Exercise: In this exercise, every entry below is to be reproduced word for word.

- - -

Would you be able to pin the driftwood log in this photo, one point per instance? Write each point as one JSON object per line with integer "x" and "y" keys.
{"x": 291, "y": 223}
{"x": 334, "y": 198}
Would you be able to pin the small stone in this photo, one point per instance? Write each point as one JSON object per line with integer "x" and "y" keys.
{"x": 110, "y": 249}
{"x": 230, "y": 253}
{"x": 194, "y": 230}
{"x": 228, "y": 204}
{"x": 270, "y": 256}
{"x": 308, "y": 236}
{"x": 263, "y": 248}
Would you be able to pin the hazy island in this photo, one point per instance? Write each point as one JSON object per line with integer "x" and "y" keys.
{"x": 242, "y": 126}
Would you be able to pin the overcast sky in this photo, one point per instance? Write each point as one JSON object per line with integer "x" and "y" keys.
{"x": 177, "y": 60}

- - -

Task response:
Would you be able to pin the driftwood log in this photo, one point per instance? Write each point as one JSON object per line with integer "x" and "y" keys.
{"x": 291, "y": 223}
{"x": 334, "y": 198}
Would you be able to pin the small stone in this photo, one point per instance? Write each point as one JSON object per line with integer "x" and "y" keys.
{"x": 110, "y": 249}
{"x": 230, "y": 253}
{"x": 194, "y": 230}
{"x": 228, "y": 204}
{"x": 270, "y": 256}
{"x": 308, "y": 236}
{"x": 263, "y": 248}
Would you be able to pin the hazy island in this photo, one point per instance? Write each point as one JSON object per line with integer "x" and "y" keys.
{"x": 242, "y": 126}
Would you be able to pin the overcast sky in this photo, one point per instance? Write each point as one JSON object per line with integer "x" and "y" keys.
{"x": 177, "y": 60}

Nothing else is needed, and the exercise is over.